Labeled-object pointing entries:
# # # # #

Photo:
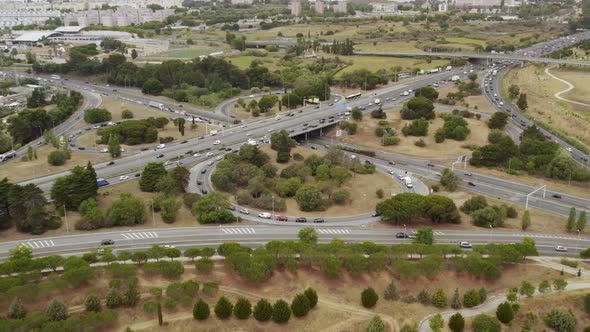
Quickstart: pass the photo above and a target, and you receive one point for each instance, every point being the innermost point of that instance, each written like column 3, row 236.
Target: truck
column 408, row 181
column 7, row 155
column 156, row 105
column 100, row 182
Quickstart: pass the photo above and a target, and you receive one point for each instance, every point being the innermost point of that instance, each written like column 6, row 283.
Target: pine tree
column 526, row 220
column 391, row 293
column 160, row 318
column 16, row 309
column 581, row 224
column 571, row 220
column 456, row 301
column 262, row 310
column 300, row 305
column 223, row 308
column 281, row 313
column 114, row 146
column 201, row 310
column 243, row 308
column 312, row 296
column 439, row 298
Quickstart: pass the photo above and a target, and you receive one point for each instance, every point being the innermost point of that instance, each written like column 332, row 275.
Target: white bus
column 353, row 96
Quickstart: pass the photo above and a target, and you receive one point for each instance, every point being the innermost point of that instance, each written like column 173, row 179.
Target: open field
column 365, row 136
column 17, row 170
column 89, row 138
column 540, row 88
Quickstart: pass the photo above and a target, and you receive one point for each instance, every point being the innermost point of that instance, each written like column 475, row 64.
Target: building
column 296, row 8
column 121, row 16
column 341, row 7
column 319, row 7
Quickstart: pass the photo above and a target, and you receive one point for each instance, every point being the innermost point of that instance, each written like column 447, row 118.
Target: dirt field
column 89, row 139
column 540, row 88
column 17, row 170
column 365, row 136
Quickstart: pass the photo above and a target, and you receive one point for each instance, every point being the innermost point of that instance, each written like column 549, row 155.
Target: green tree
column 16, row 309
column 92, row 303
column 376, row 324
column 436, row 323
column 201, row 310
column 498, row 120
column 456, row 301
column 281, row 313
column 439, row 298
column 56, row 311
column 391, row 293
column 581, row 224
column 504, row 313
column 263, row 310
column 312, row 296
column 243, row 308
column 223, row 308
column 369, row 297
column 471, row 298
column 300, row 305
column 114, row 146
column 561, row 321
column 424, row 235
column 152, row 173
column 457, row 323
column 357, row 114
column 526, row 220
column 485, row 323
column 522, row 102
column 97, row 115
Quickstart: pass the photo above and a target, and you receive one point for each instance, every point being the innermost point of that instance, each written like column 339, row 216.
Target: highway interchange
column 299, row 123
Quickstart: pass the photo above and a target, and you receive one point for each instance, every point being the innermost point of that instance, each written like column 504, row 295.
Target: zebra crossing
column 140, row 235
column 238, row 230
column 38, row 244
column 332, row 231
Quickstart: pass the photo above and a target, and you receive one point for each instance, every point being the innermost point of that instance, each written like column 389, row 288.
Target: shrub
column 281, row 313
column 201, row 310
column 369, row 297
column 262, row 311
column 223, row 308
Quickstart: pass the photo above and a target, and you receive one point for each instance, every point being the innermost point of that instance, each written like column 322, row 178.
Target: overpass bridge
column 477, row 55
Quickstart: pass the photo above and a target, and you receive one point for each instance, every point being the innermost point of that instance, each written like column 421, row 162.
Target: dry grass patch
column 17, row 170
column 540, row 88
column 365, row 136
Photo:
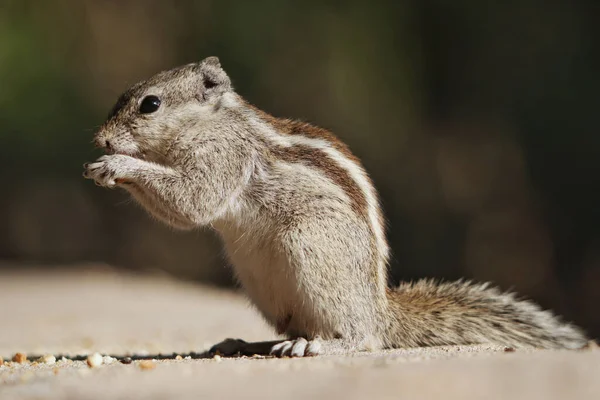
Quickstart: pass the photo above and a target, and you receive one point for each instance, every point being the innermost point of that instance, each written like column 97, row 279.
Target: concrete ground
column 94, row 310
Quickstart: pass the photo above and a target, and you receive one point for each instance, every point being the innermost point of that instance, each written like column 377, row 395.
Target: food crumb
column 47, row 359
column 20, row 358
column 94, row 360
column 108, row 360
column 147, row 364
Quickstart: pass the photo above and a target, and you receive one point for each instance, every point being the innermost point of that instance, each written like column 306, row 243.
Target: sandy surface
column 88, row 311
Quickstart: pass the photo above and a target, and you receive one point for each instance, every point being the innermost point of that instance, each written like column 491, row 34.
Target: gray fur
column 300, row 226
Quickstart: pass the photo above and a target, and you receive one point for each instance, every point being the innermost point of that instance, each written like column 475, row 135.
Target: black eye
column 149, row 105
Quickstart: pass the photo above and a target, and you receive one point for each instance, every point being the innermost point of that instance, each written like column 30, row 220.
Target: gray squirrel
column 300, row 220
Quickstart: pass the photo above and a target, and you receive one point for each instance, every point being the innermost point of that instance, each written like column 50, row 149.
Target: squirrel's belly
column 265, row 277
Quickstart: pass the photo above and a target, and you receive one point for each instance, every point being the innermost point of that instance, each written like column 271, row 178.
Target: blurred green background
column 477, row 121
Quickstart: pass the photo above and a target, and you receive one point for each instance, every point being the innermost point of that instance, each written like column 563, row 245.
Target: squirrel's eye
column 149, row 104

# # # # #

Task details -> Copy out the entries word for word, from the line that contains "504, row 295." through the line that contains "column 477, row 55", both included.

Complete output ->
Quickstart: pass the photo above and a target, and you receive one point for each instance, every point being the innermost point of that instance, each written like column 504, row 295.
Target: zebra crossing
column 140, row 235
column 238, row 230
column 38, row 244
column 332, row 231
Quickstart: pass the photo above and a target, and you receive one point for each instance, every point being the innermost point of that instance, each written like column 389, row 288.
Target: shrub
column 281, row 313
column 201, row 310
column 369, row 297
column 262, row 311
column 223, row 308
Quickstart: pass the photo above and a target, and you receive one point for each instance, every point being the innermost point of that instance, each written like column 322, row 178.
Target: overpass bridge
column 477, row 55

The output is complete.